- _Instruction_
Count the lines in the entries below that contain the string "base" with matching case, and give only the number.

- _Entries provided_
***
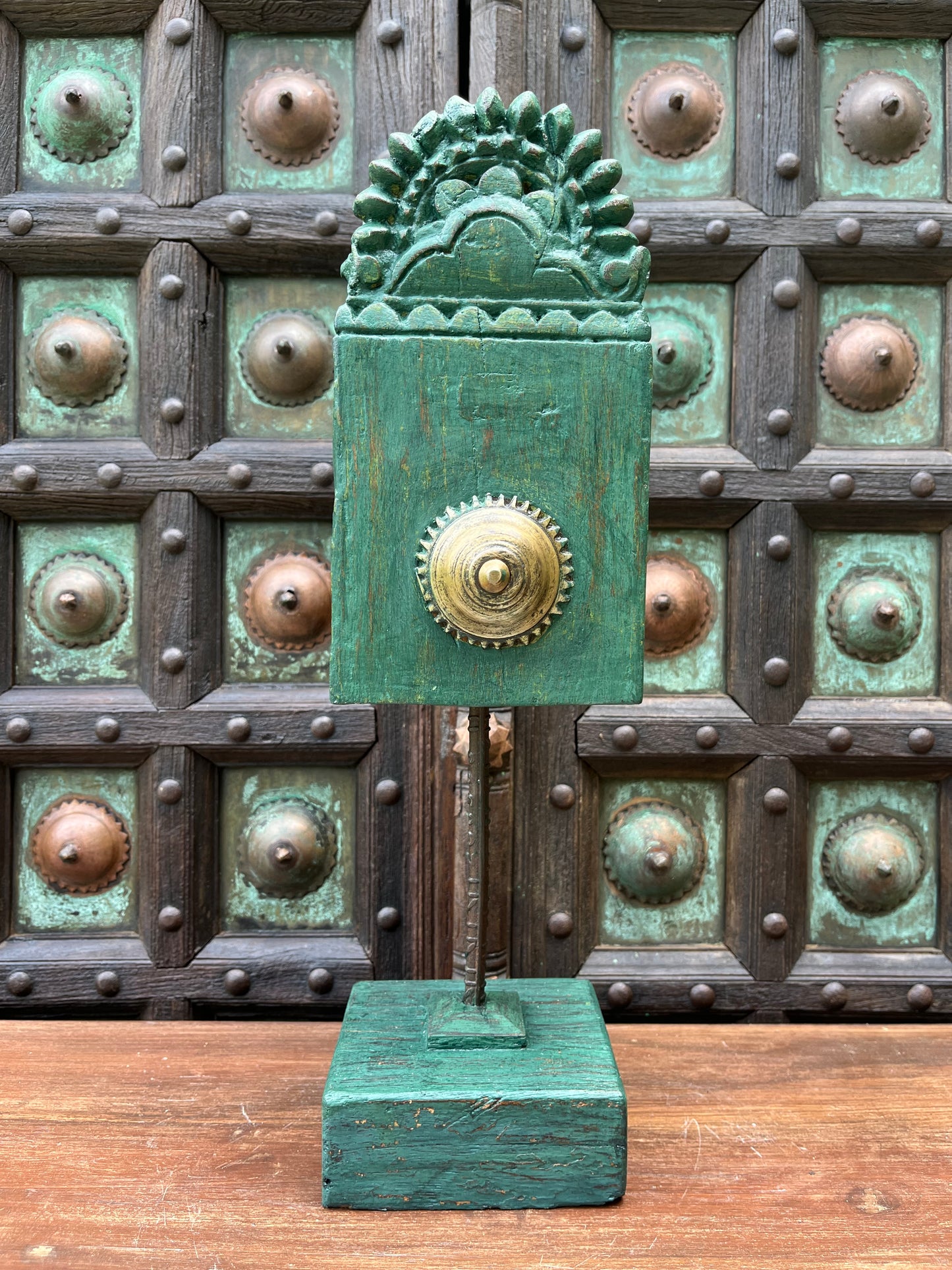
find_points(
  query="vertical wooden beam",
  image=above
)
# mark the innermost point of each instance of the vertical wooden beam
(777, 112)
(178, 855)
(175, 589)
(181, 333)
(771, 314)
(767, 867)
(398, 84)
(182, 83)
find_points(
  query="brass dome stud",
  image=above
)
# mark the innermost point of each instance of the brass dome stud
(682, 357)
(654, 852)
(882, 117)
(675, 109)
(289, 848)
(291, 116)
(76, 357)
(494, 572)
(868, 364)
(82, 113)
(287, 602)
(289, 359)
(78, 600)
(874, 615)
(678, 606)
(872, 863)
(79, 846)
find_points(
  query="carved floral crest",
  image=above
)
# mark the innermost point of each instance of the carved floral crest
(495, 221)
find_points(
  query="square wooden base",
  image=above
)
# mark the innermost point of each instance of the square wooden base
(413, 1127)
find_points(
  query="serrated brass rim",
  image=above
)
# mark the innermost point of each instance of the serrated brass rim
(870, 156)
(93, 562)
(256, 630)
(843, 831)
(841, 590)
(88, 399)
(690, 826)
(534, 513)
(86, 156)
(325, 827)
(287, 159)
(79, 803)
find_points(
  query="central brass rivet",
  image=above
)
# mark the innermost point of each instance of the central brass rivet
(494, 575)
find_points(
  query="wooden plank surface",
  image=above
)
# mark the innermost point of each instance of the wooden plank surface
(167, 1145)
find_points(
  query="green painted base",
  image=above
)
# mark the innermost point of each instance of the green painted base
(413, 1127)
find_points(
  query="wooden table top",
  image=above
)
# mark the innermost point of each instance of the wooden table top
(160, 1145)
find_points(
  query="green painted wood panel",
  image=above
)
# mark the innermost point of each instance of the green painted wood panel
(405, 1127)
(41, 660)
(710, 172)
(246, 789)
(916, 556)
(700, 668)
(913, 923)
(246, 301)
(113, 299)
(917, 418)
(121, 168)
(698, 916)
(42, 908)
(249, 56)
(249, 544)
(845, 174)
(704, 419)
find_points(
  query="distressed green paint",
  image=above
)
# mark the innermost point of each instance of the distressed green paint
(245, 60)
(43, 908)
(120, 169)
(246, 545)
(913, 923)
(405, 1127)
(242, 790)
(917, 419)
(117, 416)
(700, 668)
(698, 916)
(704, 419)
(246, 300)
(710, 172)
(41, 660)
(845, 174)
(916, 672)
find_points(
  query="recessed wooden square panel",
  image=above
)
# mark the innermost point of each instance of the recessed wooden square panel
(277, 601)
(279, 357)
(76, 602)
(76, 359)
(686, 611)
(882, 119)
(691, 343)
(673, 105)
(874, 879)
(875, 615)
(75, 836)
(661, 878)
(880, 366)
(80, 113)
(287, 838)
(289, 113)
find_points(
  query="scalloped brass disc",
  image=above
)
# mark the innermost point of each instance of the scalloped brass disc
(494, 572)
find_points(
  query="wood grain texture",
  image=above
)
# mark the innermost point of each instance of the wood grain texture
(730, 1164)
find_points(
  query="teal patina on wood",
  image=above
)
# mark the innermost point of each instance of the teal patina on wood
(410, 1127)
(493, 349)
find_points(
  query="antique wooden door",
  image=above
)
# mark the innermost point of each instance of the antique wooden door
(190, 826)
(767, 836)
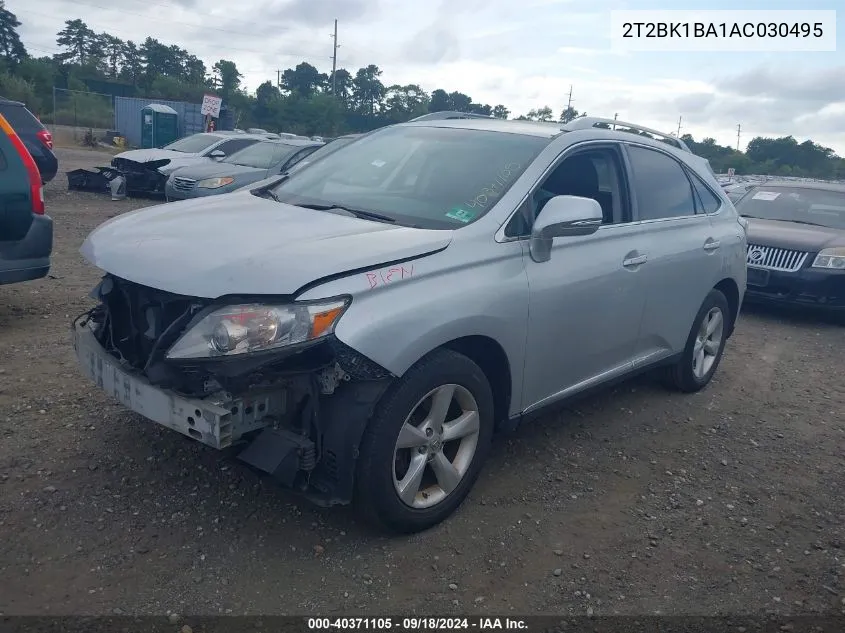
***
- _Finished answer_
4